[Records from a data source]
-------

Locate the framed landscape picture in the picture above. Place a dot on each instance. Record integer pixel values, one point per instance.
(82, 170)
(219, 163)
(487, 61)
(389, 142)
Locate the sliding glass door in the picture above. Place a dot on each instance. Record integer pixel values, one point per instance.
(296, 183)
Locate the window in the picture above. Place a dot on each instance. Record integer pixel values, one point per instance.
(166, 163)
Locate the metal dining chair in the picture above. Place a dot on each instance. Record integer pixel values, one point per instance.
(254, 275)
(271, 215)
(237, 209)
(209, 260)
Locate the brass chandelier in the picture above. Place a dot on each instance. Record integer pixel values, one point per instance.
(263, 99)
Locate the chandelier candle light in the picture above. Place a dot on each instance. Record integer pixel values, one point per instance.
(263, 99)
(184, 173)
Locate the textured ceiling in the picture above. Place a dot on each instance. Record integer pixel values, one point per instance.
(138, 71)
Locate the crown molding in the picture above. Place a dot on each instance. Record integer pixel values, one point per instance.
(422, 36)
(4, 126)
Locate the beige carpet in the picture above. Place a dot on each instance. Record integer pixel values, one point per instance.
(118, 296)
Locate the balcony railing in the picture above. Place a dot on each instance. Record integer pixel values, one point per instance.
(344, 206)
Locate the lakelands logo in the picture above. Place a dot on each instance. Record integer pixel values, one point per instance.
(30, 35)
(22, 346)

-------

◆ THE REQUEST ◆
Repeat word for word every line of the records from the line with "Locate the textured" up to and including the final line of the records.

◆ EXERCISE OUTPUT ◆
Locate the textured ceiling in the picture above. Place a dot on each instance. Record integer pixel values, one point per instance.
(138, 71)
Locate the crown molding in the picture above. Place a dot on each instance. Record integer pixel values, one point per instance.
(422, 36)
(4, 126)
Locate the beige carpet in the picture above. Place a dot on each instance. Record integer pixel values, one point per instance.
(118, 296)
Locate the balcony railing in the picture above. Place a dot on each instance. Record integer pixel values, one point per instance.
(344, 206)
Locate the lakelands logo in the picture above. Place a dot on each instance. Record integer pixel values, one point per instance.
(30, 35)
(22, 346)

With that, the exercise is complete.